● **Exercise requirements**:
Could you restate all of the records exactly, leaving out the pictures?

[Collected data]
******

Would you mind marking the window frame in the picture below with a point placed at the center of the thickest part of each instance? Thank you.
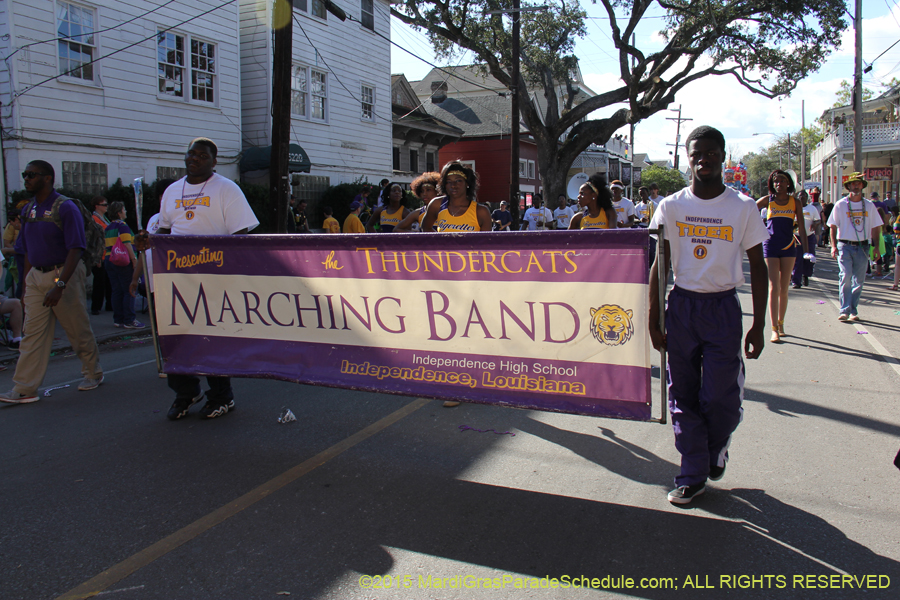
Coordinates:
(308, 72)
(312, 8)
(95, 45)
(363, 86)
(81, 186)
(363, 13)
(188, 69)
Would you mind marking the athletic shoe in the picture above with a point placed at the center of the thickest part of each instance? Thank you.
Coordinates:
(685, 493)
(216, 408)
(14, 397)
(181, 406)
(89, 384)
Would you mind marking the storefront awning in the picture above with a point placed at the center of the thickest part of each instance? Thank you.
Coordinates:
(255, 159)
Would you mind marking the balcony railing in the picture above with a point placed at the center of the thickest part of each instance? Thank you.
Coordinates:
(873, 137)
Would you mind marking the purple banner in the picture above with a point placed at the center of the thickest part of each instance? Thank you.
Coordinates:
(552, 321)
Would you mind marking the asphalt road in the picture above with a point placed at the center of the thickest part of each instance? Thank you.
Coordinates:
(374, 496)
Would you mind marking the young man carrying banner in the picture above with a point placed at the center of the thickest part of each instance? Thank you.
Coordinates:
(707, 227)
(203, 203)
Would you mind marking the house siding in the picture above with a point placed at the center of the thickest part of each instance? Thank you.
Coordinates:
(344, 147)
(119, 120)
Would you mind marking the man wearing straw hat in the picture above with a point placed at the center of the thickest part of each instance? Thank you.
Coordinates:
(854, 224)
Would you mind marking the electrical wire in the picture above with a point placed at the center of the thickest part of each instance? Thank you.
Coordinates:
(79, 35)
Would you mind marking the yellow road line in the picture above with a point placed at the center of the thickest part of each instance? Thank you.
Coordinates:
(130, 565)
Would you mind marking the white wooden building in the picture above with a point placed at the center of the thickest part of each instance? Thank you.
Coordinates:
(340, 90)
(107, 89)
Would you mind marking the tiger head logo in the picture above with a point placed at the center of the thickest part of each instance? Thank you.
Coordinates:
(611, 324)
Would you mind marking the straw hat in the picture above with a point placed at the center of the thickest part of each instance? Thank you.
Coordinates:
(855, 176)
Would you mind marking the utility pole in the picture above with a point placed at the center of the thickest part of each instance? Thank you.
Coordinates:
(515, 14)
(514, 138)
(279, 188)
(631, 137)
(677, 143)
(802, 143)
(282, 63)
(857, 93)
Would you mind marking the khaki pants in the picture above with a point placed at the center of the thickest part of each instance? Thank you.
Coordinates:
(40, 324)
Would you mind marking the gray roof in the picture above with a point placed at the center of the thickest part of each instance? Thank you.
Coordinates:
(477, 116)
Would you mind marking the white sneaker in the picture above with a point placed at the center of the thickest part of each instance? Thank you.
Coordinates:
(89, 384)
(14, 397)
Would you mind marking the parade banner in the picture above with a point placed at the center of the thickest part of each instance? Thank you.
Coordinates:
(552, 321)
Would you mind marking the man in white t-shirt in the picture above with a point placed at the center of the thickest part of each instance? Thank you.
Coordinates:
(203, 203)
(707, 229)
(624, 207)
(563, 213)
(655, 198)
(854, 224)
(537, 218)
(804, 263)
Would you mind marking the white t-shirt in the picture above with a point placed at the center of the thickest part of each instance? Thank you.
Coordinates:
(708, 238)
(215, 207)
(624, 209)
(855, 221)
(563, 216)
(538, 218)
(810, 217)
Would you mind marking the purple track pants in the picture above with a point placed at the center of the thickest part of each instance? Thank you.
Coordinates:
(705, 368)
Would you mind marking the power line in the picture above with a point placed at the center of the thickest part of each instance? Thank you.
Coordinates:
(82, 65)
(80, 35)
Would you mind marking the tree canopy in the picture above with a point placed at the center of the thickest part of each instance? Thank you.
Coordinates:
(766, 45)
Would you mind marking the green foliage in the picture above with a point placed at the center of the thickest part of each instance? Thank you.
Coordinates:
(767, 46)
(668, 180)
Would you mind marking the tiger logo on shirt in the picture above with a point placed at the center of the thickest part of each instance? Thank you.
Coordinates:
(611, 324)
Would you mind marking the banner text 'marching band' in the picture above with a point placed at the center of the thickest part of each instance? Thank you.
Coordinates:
(550, 322)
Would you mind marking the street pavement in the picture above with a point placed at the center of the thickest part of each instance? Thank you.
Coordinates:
(374, 496)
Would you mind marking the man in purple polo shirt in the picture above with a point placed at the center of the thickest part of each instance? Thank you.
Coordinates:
(54, 288)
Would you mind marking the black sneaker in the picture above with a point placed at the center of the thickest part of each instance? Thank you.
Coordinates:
(216, 408)
(181, 406)
(685, 493)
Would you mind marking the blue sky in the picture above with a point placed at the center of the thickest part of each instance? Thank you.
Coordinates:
(736, 111)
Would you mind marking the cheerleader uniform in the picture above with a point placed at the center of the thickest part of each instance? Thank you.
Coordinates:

******

● **Output**:
Would you mind marking the window frame in the picture below with a point placed at the center of the thickest part of each instance? Thank you.
Coordinates:
(308, 72)
(312, 8)
(95, 45)
(363, 86)
(81, 186)
(363, 13)
(188, 69)
Would you mind marking the athletic shoe in the picture above with a point placed at the center of the thickest part of each instance? Thank you.
Coordinates:
(685, 493)
(216, 408)
(14, 397)
(181, 406)
(89, 384)
Would you mind marking the storefront awning in the picture above with a point placed at the center of the thickest part of each instance? Thank you.
Coordinates:
(255, 159)
Would you mind marking the balcony railing in the picture above with a point placed at the center of the thickest part of each instance? Thank you.
Coordinates:
(873, 137)
Would you mind marking the purple banner in the picture above with a point placed at the center of the thickest part of each instance? Thank you.
Coordinates:
(552, 321)
Would you mind marking the asphalt road in the picture above with a point placed at the center of the thickest part of each instance? Thank you.
Coordinates:
(374, 496)
Would you mind marking the young man carrying banner in the picture above with a point placed at the center of the thickest part of each instance? Thank you.
Coordinates:
(707, 227)
(203, 203)
Would you mind marking the house siding in the picture above with a point placed at the center of the thickest part of each instance? Thank you.
Coordinates:
(344, 147)
(119, 120)
Would you mind marking the man wearing straw hat in the picture above with a point placed at the center of the thickest part of each instance? Thank you.
Coordinates:
(854, 224)
Would you mind marking the electrical wire in the picture above with a point placed at the center of the thickest part of each instance? Thank you.
Coordinates:
(79, 35)
Would you mind marking the yellow road line in the picture above with a point placed at the center of the thickest part of each instance? Thank you.
Coordinates:
(130, 565)
Would you mind marking the white wooden building in the picture above with a point placed at the center of the thickest part of each instance? Thank you.
Coordinates:
(340, 90)
(107, 89)
Would you mind marking the tiger head logo in the picture above with a point placed at the center of the thickest part of each instance? Thank you.
Coordinates:
(611, 324)
Would you mind marking the straw hat in the picture above with a point placed at the center of the thickest part of each instance? Thank you.
Coordinates:
(855, 176)
Would you mind marking the utility pole in the picture above with a point placed at the center of the thickest part of each instance? Thank you.
Coordinates:
(515, 14)
(514, 138)
(279, 188)
(631, 137)
(677, 143)
(802, 143)
(282, 63)
(857, 93)
Would you mind marking the khaki pants in the picture above with a point placed at the center of the thickest part of each instance? Thank you.
Coordinates:
(40, 324)
Would you mind marking the gray roof in the picture above with a point placed at the center of the thickest part of each instance? Thank you.
Coordinates:
(477, 116)
Would you mind marking the white sneaker in the picture above with a point placed at the center of the thickest part of each instance? Thank you.
Coordinates:
(89, 384)
(14, 397)
Would you mind marking the parade banner in the picture above with a point placed at the center of the thickest part of each instance? Thank you.
Coordinates:
(552, 321)
Would you mind marking the man in white t-shirt in the picture above with a point placed at the center of the thickest part of each instance? Thank you.
Coordinates:
(203, 203)
(707, 229)
(624, 207)
(563, 213)
(655, 198)
(854, 224)
(537, 218)
(804, 263)
Would you mind marking the white t-shirt in the picture above with a point placed at the center of the thickest part of each instance? Thank you.
Coordinates:
(708, 238)
(215, 207)
(624, 209)
(855, 221)
(563, 216)
(538, 218)
(810, 217)
Would you mind marking the purple track pants in the picture above with a point placed at the center of the thickest part of each instance? Thank you.
Coordinates:
(705, 368)
Would you mind marking the power line in the picture above with a point placed at the center of the thickest part of each instance? Thank you.
Coordinates:
(82, 65)
(80, 35)
Would you mind marking the tree canopy in the picture above with a point placed at the center of the thickest part of each instance? Thank you.
Coordinates:
(766, 45)
Would you mind marking the green foliage in the picture above with a point placed at the center of the thickest part of each instance? Thank you.
Coordinates:
(767, 46)
(668, 180)
Would you mind marking the tiger logo on shirt in the picture above with a point placed at the center of the thickest part of each instance? Thank you.
Coordinates:
(611, 324)
Would you mind marking the banner text 'marching band' in the picture above with a point placed at the center of the thickest part of each instance? Thank you.
Coordinates:
(550, 322)
Would you mind marking the street pavement in the picture above with a point placed at the center of the thickest part of each instance? Thank you.
Coordinates:
(374, 496)
Would you mind marking the man in purple polo shirt in the picture above with a point placed at the center of the thickest part of each instance? Thank you.
Coordinates:
(54, 288)
Would you mind marking the black sneaker in the picture above with a point placed at the center of the thickest part of each instance? Thank you.
Coordinates:
(216, 408)
(181, 406)
(685, 493)
Would you mind marking the blue sky in the picture above with a point placed at the center of the thickest part of each instance? Thank you.
Coordinates:
(736, 111)
Would you mind marking the cheerleader uniform in the picture above with a point placed at the center of the thickest part of each instance? Thank you.
Coordinates:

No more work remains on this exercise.